#### Given text

..........

In the ADHM constructions one is able, on the basis of the matrix $\Delta$
above, to give an explicit expression for the instanton gauge field. This can
also be done in our supersymmetric sigma model. One way is to follow Witten
and extract the gauge field from the component sigma model action. We shall
do this at the end of this subsection, but first we prefer to continue with
our manifestly supersymmetric approach. As we shall see, it will lead us
directly to the twistor counterpart of the SDYM field introduced in subsection
\ref{sdym}.

As we have shown in the beginning of subsection \ref{flat}, when $n=0$ and
the coupling is simply given by eq. (\ref{coup}), then the model describes
$4k'+4k'$ free massive bosons and fermions. To a certain extent this
remains true even for the interaction Lagrangian with (\ref{coup})
replaced by (\ref{int}). The more precise statement is that among the
$n+4k'$ left-handed fermions $\lambda_+$ contained in $\Lambda^a_+$ there
is a subset of $4k'$ which are paired with the right-handed fermions in
$\Phi$ and become massive (together with the bosons from $\Phi$). The
remaining chiral fermions stay massless. The question is how to separate
the massive from the massless modes, i.e., how to diagonalize the action.
We shall try a diagonalization which resembles (\ref{deco}).

..........

#### Problems to work on
1. In the sigma model passage, what happens to the remaining chiral fermions?
2. Please retype the dataset records starting at their first line and ending at the line that contains "Trace every instance of the dark cloud", with both ends included and the pictures left out.

[Dataset records]
..........

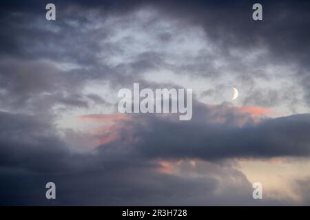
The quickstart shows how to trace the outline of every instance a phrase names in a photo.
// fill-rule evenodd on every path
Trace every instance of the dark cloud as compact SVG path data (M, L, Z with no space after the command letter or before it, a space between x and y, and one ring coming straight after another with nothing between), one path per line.
M65 135L58 135L52 109L58 104L89 108L93 102L110 106L105 97L83 92L92 80L107 82L112 91L137 82L143 87L175 87L149 81L143 74L161 70L189 79L231 76L249 91L246 104L285 103L293 109L300 99L308 104L309 1L261 1L264 20L260 22L251 19L252 1L54 1L55 22L45 19L48 3L1 3L0 104L7 111L0 112L0 204L294 204L254 201L246 177L234 162L224 162L309 157L309 114L257 122L228 104L209 106L195 100L190 121L134 116L118 124L120 138L79 153L67 146ZM147 16L136 16L141 9ZM170 21L175 27L160 25ZM197 33L210 48L198 41L195 43L202 48L195 54L180 52L178 47L192 43L184 35L193 27L202 30L204 34ZM118 39L120 32L125 34ZM134 36L137 32L154 38L142 42L141 36ZM177 42L176 48L172 42ZM133 51L142 46L145 49ZM269 76L270 65L291 65L293 72ZM273 77L289 82L293 78L296 85L262 90L258 81ZM218 84L202 96L214 96L225 87ZM304 94L297 98L300 87ZM137 142L129 141L132 138ZM198 159L195 168L188 163L192 159ZM180 160L180 175L158 171L161 160ZM189 170L198 175L191 176ZM56 184L56 201L45 199L48 182ZM309 181L296 186L298 195L308 192ZM309 198L302 204L309 204Z
M7 113L0 121L8 124L0 130L2 205L260 204L246 177L229 166L198 162L194 168L185 161L185 175L161 173L156 160L126 142L77 153L45 121ZM187 176L190 169L198 177ZM45 198L48 182L56 184L56 201Z

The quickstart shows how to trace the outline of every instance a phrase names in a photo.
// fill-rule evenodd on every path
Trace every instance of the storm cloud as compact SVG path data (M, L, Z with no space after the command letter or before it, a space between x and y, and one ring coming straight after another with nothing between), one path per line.
M239 161L310 157L309 1L48 3L1 3L1 205L309 204L309 177L253 199ZM192 119L110 117L134 82L193 88Z

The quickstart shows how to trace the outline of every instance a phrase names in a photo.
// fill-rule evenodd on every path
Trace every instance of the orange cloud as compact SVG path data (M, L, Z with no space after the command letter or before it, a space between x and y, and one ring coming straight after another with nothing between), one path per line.
M251 114L252 116L269 116L275 113L275 112L270 109L256 106L243 106L239 107L238 109L242 112Z
M128 120L130 116L124 114L90 114L78 116L79 119L95 122L110 122Z

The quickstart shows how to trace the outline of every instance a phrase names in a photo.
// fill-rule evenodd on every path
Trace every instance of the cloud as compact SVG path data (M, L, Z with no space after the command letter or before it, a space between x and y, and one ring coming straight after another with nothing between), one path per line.
M310 156L309 114L256 118L310 103L308 1L262 1L259 23L245 1L54 3L56 22L45 20L44 2L5 1L0 9L1 204L295 204L254 201L234 160ZM133 82L161 88L194 80L205 90L200 97L220 100L219 90L236 85L249 106L195 100L187 122L92 112L94 104L112 107L109 95ZM107 82L107 95L88 91L94 82ZM205 82L215 87L206 90ZM76 111L85 124L113 124L63 132L57 108ZM100 146L68 146L83 148L84 137ZM56 201L44 197L50 181ZM296 182L296 193L308 186Z

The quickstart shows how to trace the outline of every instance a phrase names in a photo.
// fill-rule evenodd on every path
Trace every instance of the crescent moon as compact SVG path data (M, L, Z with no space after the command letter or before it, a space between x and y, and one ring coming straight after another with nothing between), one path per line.
M236 88L233 88L234 89L234 96L233 96L233 98L232 100L234 100L235 99L236 99L238 98L238 90Z

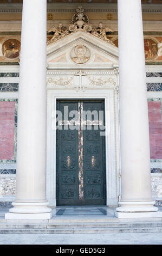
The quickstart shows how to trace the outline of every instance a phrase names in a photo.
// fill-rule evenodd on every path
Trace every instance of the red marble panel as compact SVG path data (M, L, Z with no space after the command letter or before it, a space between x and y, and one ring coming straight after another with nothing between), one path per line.
M0 160L14 156L15 101L0 102Z
M150 157L162 159L162 115L161 101L148 101Z

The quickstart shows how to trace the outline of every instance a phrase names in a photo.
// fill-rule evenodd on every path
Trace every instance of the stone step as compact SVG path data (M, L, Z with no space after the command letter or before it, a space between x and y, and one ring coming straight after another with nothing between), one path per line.
M0 234L94 234L160 233L161 228L41 228L0 229Z
M106 223L0 223L0 230L9 229L100 229L100 228L161 228L158 222L106 222Z

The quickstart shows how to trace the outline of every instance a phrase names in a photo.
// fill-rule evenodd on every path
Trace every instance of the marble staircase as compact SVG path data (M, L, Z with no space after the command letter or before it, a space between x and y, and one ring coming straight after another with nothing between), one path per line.
M59 209L55 209L51 219L43 220L7 220L4 211L1 211L0 234L162 233L161 218L120 219L109 209L100 214L94 209L91 211L87 209L85 211L82 208L80 211L79 208L74 209L73 212L72 208L59 212Z

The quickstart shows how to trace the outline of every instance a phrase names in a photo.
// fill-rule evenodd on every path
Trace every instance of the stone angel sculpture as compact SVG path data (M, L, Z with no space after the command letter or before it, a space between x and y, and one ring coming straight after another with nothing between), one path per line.
M106 33L113 32L113 31L108 27L104 27L103 23L100 22L99 24L99 28L96 29L100 36L103 36L105 39L107 39Z
M54 34L53 38L51 39L51 40L54 39L55 38L58 37L59 35L62 34L66 34L66 30L64 29L64 27L62 27L62 23L60 23L58 26L58 28L56 28L54 26L53 26L48 33L50 32L54 32Z

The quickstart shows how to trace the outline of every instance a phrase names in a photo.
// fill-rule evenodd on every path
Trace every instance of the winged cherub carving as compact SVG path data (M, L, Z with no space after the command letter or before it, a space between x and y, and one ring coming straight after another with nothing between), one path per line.
M51 40L53 40L55 38L57 38L59 35L64 34L66 34L66 30L63 29L64 28L62 27L62 23L59 23L58 28L56 28L54 26L53 26L50 29L49 29L49 31L48 31L48 33L50 32L54 32L54 34L53 35L53 37L51 39Z
M99 35L103 36L105 39L107 39L106 32L113 32L108 27L104 27L102 22L99 23L99 28L96 29L96 31L98 32Z

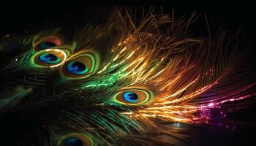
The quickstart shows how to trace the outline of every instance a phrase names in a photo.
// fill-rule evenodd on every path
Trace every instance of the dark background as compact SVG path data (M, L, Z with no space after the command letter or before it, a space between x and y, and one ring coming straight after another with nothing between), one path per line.
M223 2L212 0L203 2L157 1L110 0L84 2L82 1L73 1L73 2L37 1L27 3L7 1L9 4L1 2L0 5L0 35L1 36L7 33L40 29L45 27L44 25L45 23L57 26L60 23L69 26L79 26L80 22L83 23L89 20L95 14L99 13L104 15L105 12L111 9L113 5L116 4L128 7L146 6L147 8L155 5L161 6L167 12L171 12L173 7L178 17L193 11L198 13L206 12L208 15L214 18L217 24L224 24L227 28L237 29L243 26L245 28L246 38L250 40L252 49L255 53L256 7L253 2L249 2L250 1ZM108 20L108 18L105 19ZM255 106L255 104L252 104L230 117L244 122L256 123ZM255 131L256 126L253 125L238 126L235 131L212 127L195 128L195 137L191 145L256 145Z

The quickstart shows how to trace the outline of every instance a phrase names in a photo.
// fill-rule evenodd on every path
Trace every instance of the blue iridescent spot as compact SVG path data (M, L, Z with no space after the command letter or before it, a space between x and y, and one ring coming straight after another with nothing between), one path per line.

..........

#### Results by task
1. They stay massless.

2.
The quickstart shows how to trace the outline of every instance a phrase names in a photo.
// fill-rule evenodd on every path
Trace every instance of the dark cloud as compact SVG path data (M, L, Z with no space after the command letter or before it, a space between x and y, and one ring coming straight after another with nothing between), one path per line.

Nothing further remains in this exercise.